◆ PROBLEM A
Answer from the article about the Rams seat-license ruling:
(i) In which city does the federal judge sit?
(ii) On what day of the week did the ruling come?
(iii) Who owns the Rams?

◆ DOCUMENT TEXT
____________________

Court rules St. Louis Rams PSL contracts still valid, could cost Kroenke $150m+ in payouts (UPDATE: probably not that much)

Well, ain’t that a kick in the head:

A federal judge in St. Louis ruled Wednesday that the Rams must refund deposits to some fans who purchased personal seat licenses during the franchise’s two decades in that city and offer others the opportunity to buy season tickets to games in Los Angeles.

I was dimly aware that St. Louis Rams PSL holders were suing over the season-ticket rights they’d purchased in perpetuity suddenly being worth nothing since there were no St. Louis Rams season tickets to buy anymore (see my brief note here), but I never thought they’d actually win. Nor, presumably, did Rams owner Stan Kroenke, because he is now seriously hosed, to a degree that we’ll attempt to figure out in a second.

____________________

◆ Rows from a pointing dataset
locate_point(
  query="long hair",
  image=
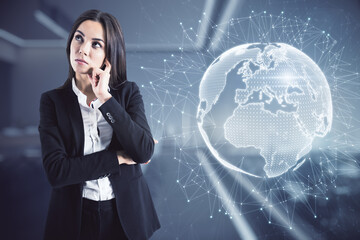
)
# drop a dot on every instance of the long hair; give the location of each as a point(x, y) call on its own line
point(114, 45)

____________________

◆ PROBLEM B
Rewrite the lines of the records above as a numbered list, skipping any blank lines and leaving out the pictures.

◆ RESPONSE A
(i) St. Louis
(ii) Wednesday
(iii) Stan Kroenke

◆ RESPONSE B
1. locate_point(
2.   query="long hair",
3.   image=
4. )
5. # drop a dot on every instance of the long hair; give the location of each as a point(x, y) call on its own line
6. point(114, 45)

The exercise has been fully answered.